→ Problem details: Please render the listing below as a JSON array of strings, one string per line, with blank lines omitted.

++++ Material supplied ++++

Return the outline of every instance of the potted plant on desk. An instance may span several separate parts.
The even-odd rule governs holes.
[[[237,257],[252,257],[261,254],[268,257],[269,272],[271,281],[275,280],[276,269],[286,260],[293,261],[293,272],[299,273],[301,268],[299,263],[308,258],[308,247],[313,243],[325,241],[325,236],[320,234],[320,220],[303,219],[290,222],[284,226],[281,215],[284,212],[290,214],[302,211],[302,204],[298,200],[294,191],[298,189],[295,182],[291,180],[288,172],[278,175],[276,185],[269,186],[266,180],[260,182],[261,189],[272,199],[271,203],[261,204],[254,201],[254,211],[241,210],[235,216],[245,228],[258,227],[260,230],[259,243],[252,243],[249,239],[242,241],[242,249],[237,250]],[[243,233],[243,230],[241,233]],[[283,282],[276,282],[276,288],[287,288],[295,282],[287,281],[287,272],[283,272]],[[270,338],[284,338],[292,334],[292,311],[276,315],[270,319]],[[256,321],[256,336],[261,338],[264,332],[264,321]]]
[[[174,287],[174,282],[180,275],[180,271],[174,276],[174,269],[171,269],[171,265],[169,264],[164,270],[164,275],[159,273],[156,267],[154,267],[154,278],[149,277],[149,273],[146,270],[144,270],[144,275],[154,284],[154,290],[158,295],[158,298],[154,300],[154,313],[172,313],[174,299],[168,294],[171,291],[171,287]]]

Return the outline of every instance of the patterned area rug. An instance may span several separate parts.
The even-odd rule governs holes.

++++

→ Full output:
[
  "Return the outline of every instance of the potted plant on desk. An instance may span several separate parts.",
  "The even-odd rule governs holes.",
  "[[[237,257],[252,257],[261,254],[268,257],[269,272],[271,281],[275,280],[276,269],[286,260],[293,261],[293,272],[299,273],[301,268],[299,263],[308,258],[308,247],[313,243],[325,241],[325,236],[320,234],[320,220],[303,219],[290,222],[284,226],[281,215],[284,212],[290,214],[302,211],[302,204],[298,200],[294,191],[298,189],[295,182],[291,180],[288,172],[278,175],[276,185],[269,186],[266,180],[260,182],[261,189],[272,199],[271,203],[261,204],[254,201],[254,211],[241,210],[235,216],[245,228],[258,227],[260,230],[259,243],[252,243],[249,239],[242,241],[242,249],[237,250]],[[243,233],[243,230],[241,233]],[[283,282],[276,282],[276,288],[287,288],[295,282],[287,281],[287,272],[283,272]],[[270,338],[284,338],[292,334],[292,311],[276,315],[270,319]],[[256,321],[256,336],[261,338],[264,332],[264,321]]]",
  "[[[174,287],[174,282],[180,275],[180,271],[174,276],[174,269],[171,269],[171,265],[169,264],[164,270],[164,275],[159,273],[156,267],[154,267],[154,278],[149,277],[149,273],[146,270],[144,270],[144,275],[154,284],[154,290],[158,295],[158,298],[154,300],[154,313],[172,313],[174,299],[168,294],[171,291],[171,287]]]",
  "Return the outline of every instance of the patterned area rug. An instance may span several separate parts.",
  "The even-odd rule governs holes."
]